## SUPPLIED RECORDS
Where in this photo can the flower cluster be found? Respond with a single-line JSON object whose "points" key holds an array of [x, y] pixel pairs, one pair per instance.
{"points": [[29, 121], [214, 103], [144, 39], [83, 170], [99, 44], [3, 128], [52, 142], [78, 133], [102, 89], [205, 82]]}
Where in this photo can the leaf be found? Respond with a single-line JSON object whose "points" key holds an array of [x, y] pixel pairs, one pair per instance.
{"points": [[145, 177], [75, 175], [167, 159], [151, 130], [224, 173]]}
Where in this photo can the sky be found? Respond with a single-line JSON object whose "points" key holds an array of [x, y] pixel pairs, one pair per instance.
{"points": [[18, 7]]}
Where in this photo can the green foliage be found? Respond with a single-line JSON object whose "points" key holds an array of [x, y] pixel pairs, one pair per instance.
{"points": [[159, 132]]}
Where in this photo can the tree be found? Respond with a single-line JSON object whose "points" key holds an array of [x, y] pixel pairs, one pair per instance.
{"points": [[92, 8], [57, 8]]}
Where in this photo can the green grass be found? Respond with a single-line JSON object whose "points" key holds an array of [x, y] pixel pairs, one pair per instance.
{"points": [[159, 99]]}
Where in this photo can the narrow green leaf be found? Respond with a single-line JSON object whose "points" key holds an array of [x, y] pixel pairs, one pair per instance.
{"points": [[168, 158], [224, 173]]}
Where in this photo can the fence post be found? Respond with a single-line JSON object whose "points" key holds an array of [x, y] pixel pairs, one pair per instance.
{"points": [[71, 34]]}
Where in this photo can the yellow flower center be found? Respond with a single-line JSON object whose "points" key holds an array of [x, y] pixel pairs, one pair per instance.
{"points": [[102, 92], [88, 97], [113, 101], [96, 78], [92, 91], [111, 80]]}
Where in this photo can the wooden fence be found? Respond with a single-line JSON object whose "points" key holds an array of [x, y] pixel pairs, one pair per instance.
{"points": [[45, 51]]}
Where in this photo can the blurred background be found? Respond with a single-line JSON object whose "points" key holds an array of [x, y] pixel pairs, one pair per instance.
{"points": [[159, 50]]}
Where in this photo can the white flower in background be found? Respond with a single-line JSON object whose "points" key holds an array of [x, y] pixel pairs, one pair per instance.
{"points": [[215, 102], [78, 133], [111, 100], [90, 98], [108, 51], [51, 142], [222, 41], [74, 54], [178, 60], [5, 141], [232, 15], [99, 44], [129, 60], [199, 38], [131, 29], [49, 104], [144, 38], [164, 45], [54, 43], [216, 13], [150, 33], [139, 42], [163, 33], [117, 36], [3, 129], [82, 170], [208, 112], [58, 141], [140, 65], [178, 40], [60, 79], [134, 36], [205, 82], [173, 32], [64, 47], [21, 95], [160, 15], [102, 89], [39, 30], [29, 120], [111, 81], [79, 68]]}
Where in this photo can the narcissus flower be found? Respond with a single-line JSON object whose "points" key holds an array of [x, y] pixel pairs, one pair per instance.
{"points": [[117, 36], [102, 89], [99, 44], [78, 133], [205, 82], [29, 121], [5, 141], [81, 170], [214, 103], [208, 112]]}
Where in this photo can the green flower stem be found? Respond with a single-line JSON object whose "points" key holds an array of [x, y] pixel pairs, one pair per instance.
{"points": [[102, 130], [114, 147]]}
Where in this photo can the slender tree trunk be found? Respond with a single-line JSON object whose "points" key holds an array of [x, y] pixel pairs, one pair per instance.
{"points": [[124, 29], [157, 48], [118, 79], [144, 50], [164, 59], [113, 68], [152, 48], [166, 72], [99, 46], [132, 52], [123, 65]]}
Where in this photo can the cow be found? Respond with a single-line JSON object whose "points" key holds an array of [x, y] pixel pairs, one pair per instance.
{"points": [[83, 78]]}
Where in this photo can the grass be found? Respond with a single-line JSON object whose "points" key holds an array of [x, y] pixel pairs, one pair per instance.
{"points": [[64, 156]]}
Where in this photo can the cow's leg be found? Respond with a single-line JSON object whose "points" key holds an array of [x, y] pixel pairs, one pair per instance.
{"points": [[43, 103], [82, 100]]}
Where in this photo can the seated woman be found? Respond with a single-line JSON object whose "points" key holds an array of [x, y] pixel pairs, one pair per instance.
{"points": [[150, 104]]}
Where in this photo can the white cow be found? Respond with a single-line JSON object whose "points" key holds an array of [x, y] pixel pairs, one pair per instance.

## TASK DESCRIPTION
Write out every entry again exactly, please, with nothing missing.

## THE COMPLETED TASK
Where in this photo can the flower cluster be found? Respond with a single-line JSON object whose "points" key holds an array of [x, y] pixel pairs, one pair per instance.
{"points": [[29, 121], [214, 103], [144, 39], [83, 170], [99, 44], [3, 128], [52, 142], [78, 133], [102, 89], [205, 82]]}
Where in this photo can the leaf be found? Respond with a single-line JSON object whose "points" key holds an array of [x, y] pixel pairs, one pair per instance.
{"points": [[145, 177], [75, 175], [167, 159], [151, 130], [224, 173]]}
Where in this photo can the sky be found? Respond with a single-line JSON object whose "points" key holds an array of [x, y] pixel pairs, one pair per instance.
{"points": [[18, 7]]}
Where in this photo can the green foliage be found? Respond with a single-line JSON object whose "points" key holds an array of [x, y] pixel pairs, one pair per instance.
{"points": [[159, 132]]}
Where in this photo can the tree be found? Respond with a single-line JSON object whose "points" key holds an array of [x, y] pixel pairs, one pair per instance.
{"points": [[92, 8], [57, 8]]}
Where in this photo can the green grass be found? Respond with a single-line JSON object whose "points" key holds an array of [x, y] pixel pairs, one pair per instance.
{"points": [[159, 99]]}
Where in this photo can the narrow green leaf be found? Respond with a single-line JSON object whose "points" key holds an array of [x, y] pixel pairs, one pair per instance.
{"points": [[168, 158], [224, 173]]}
Where in this photo can the fence post be found? Respond with a single-line JSON object whose "points" key holds an array of [x, y] pixel pairs, one pair per instance.
{"points": [[71, 34]]}
Where in this photo can the yellow flower center be found? Respond with a single-line JSON object whose "points" key holds an array of [x, y] pixel pairs, one pair per instance.
{"points": [[102, 92], [88, 97], [113, 101], [96, 78], [92, 91], [111, 80]]}
Where in this photo can the wooden fence be found? Respond with a single-line JSON object whose "points" key holds an array of [x, y] pixel pairs, one pair per instance.
{"points": [[45, 51]]}
Where in this photo can the blurred background be found? Respond with a single-line JSON object whose "points" key holds an array of [x, y] pixel pairs, one pair per instance.
{"points": [[159, 50]]}
Where in this photo can the white flower in background be found? Respond with a single-line JSON object whose "points" key holds an array of [x, y] pixel pairs, one pair per instance.
{"points": [[215, 102], [78, 133], [111, 100], [90, 98], [108, 51], [51, 142], [222, 41], [74, 54], [178, 60], [5, 141], [232, 15], [99, 44], [129, 60], [199, 38], [131, 29], [49, 104], [144, 38], [164, 45], [54, 43], [216, 13], [150, 33], [139, 42], [163, 33], [117, 36], [3, 129], [82, 170], [208, 112], [58, 141], [140, 65], [178, 40], [60, 79], [134, 36], [205, 82], [173, 32], [64, 47], [21, 95], [160, 15], [102, 89], [39, 30], [29, 120], [111, 81], [79, 68]]}
Where in this photo can the narcissus flower be found? Respond with a single-line JSON object whose "points" key holds an array of [x, y] pixel pairs, one pair per instance.
{"points": [[117, 36], [102, 89], [99, 44], [78, 133], [205, 82], [29, 121], [5, 141], [81, 170], [214, 103], [208, 112]]}
Where in this photo can the green flower stem be found? Respond with a single-line JSON object whose "points" key holds an array of [x, y] pixel pairs, one pair per instance.
{"points": [[102, 130], [114, 147]]}
Where in this photo can the slender tree trunk be found? Respond with a single-line JSON object whose "points" key holds an array of [x, y] pixel pairs, one pair per instance.
{"points": [[124, 29], [157, 48], [118, 79], [144, 50], [164, 59], [113, 68], [152, 48], [166, 72], [99, 46], [132, 52], [123, 65]]}
Where in this photo can the cow be found? Respond with a single-line JSON object whose "points" key holds an array of [x, y] pixel pairs, one pair per instance.
{"points": [[83, 78]]}
Where in this photo can the grass be found? Respond with a single-line JSON object whose "points" key holds an array of [x, y] pixel pairs, one pair per instance.
{"points": [[64, 156]]}
Where in this photo can the cow's leg be found? Respond with a single-line JSON object whose "points" key holds an array of [x, y] pixel pairs, one pair per instance.
{"points": [[43, 103], [82, 100]]}
Where in this photo can the seated woman be found? Respond with a single-line JSON object whose "points" key holds an array of [x, y] pixel pairs, one pair per instance.
{"points": [[150, 104]]}
Where in this photo can the white cow be found? Respond with a single-line JSON object whose "points" key holds an array of [x, y] pixel pairs, one pair per instance.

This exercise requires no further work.